**Document excerpt:**
§ §

Following the definitions presented in Section 2, we will discuss labeled graph unification in Section 3, unification for simple dags and congruence closure in Section 4, and term matching in Section 5.
2. Definitions

2.1 Terms and Dags

Let $V'$ be an infinite set of variables $x, y, z, x_1, \ldots$ and $F$ an infinite set of function symbols $f, g, h, f_1, \ldots$. We assume that $V'$ and $F$ are disjoint. Each function symbol $f$ has a fixed arity, a nonnegative integer $a(f)$. A function symbol $g \in F$ with $a(g) = 0$ is called a constant. The set $T$ of terms is defined inductively by:

- a variable $x \in V$ or constant $g \in F$ is a term, and
- if $f \in F$ and $t_1, \ldots, t_{a(f)}$ are terms, then $f(t_1, \ldots, t_{a(f)})$ is a term.

Terms may be represented using directed acyclic graphs with labeled nodes and, possibly, multiple labelled arcs. A labeled directed graph is a finite directed graph $G$, such that:

1. every node $v$ of $G$ has a unique label, denoted label$(v)$, with label$(v) \in V \cup F$,
2. for each $x \in V$, there is at most one node $v$ with label$(v) = x$, and it has outdegree 0,
3. if a node $v$ has label $f \in F$, with arity $a(f) > 0$, then it has outdegree $a(f)$, and the arcs leaving it are labeled 1, 2, $\ldots$, $a(f)$.

If there is an arc labeled $i$ from node $u$ to node $v$, then we say that $v$ is the $i$-th son of $u$.

A labeled dag $G$ is a labeled directed acyclic graph. The leaves of $G$ are the nodes of outdegree 0; note that a node $v$ is a leaf iff label$(v)$ is either a variable or a constant. The height of a node $v$ of a dag $G$ is the length of the longest path from $v$ to a leaf. A root of a dag is a node of indegree 0.

If $G$ is a labeled dag, we can associate a term $t_v$ with any node $v$ of $G$. We say that $v$ represents $t_v$. The term $t_v$ is defined by induction on the height of $v$:

- if $v$ is a leaf, then $t_v = \text{label}(v)$,
- if $v$ has sons $v_1, \ldots, v_k$, and label$(v) = f$, then $t_v = f(t_{v_1}, \ldots, t_{v_k})$.

§ §

**Data excerpt:**
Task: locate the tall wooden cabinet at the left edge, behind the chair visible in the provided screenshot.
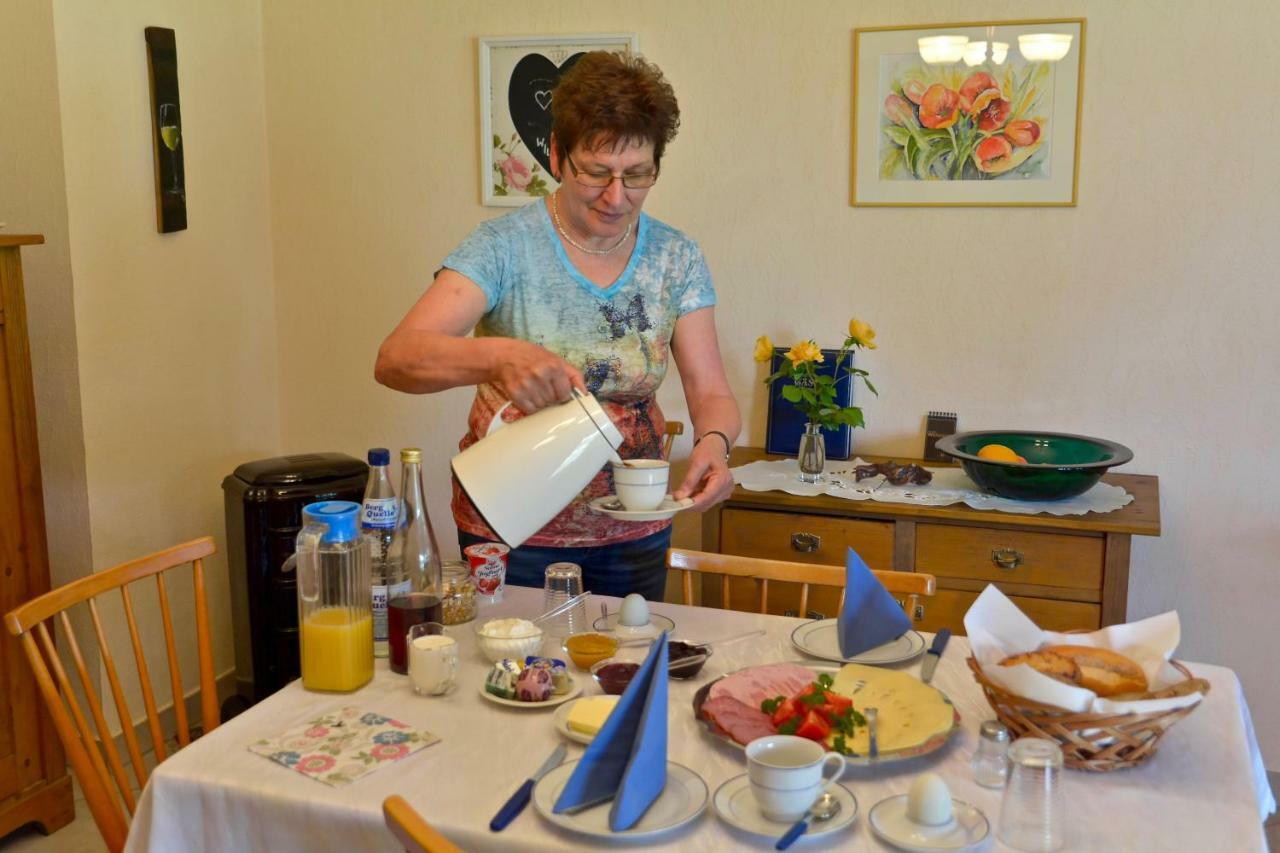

§ §

**Exercise set:**
A) In the terms-and-dags definitions, what is a function symbol with arity 0 called?
B) Continue the excerpt defining terms and dags from its last line.

**Answers to the exercise:**
A) A constant.

B)
The definition of labeled dags above ensures that $t_v$ is always a well-formed term. If $G$ is a labeled directed graph, then we can associate an infinite term $t_v$ with each node $v$ of $G$ by a similar definition. Since we only consider finite graphs, all terms represented by nodes of a labeled graph $G$ are finite iff $G$ is acyclic. If $G$ is a labeled dag with only one root $r$, then we say that $G$ represents the term $t_r$.

The representation of terms by labeled dags is illustrated in Figure 1. The terms $g(x)$ and $x$ are represented by the two nodes of the labeled dag in Figure 1a. Both roots in Figures 1b, 1c represent $f(f(x, x), f(x, x))$. The terms $h(x, y, z)$ and $h(g(y), g(g(z)), g(g(g_1)), g(g_2))$ are represented by the roots of Figure 1d. In Figure 1, we assume that $a(f) = 2$, $a(h) = 4$, $a(g) = 1$, and $a(g_1) = a(g_2) = 0$.

Although each node of a labeled dag determines a single term, the converse is not true. A term $t$ can be represented by several different dags. In particular, if $t$ is a term with several occurrences of a subterm $t_1$, then we may use a separate subdag for each occurrence of $t_1$ in $t$, or use one subdag for all occurrences; cf. Figures 1b and 1c. Since a repeated subterm need be represented
only once, it is possible to represent some very long terms with relatively small labeled dags. For example, the dag in Figure 1e with n nodes represents a term with $O(2^n)$ symbols. We define a class of labeled dags which are no more concise that terms.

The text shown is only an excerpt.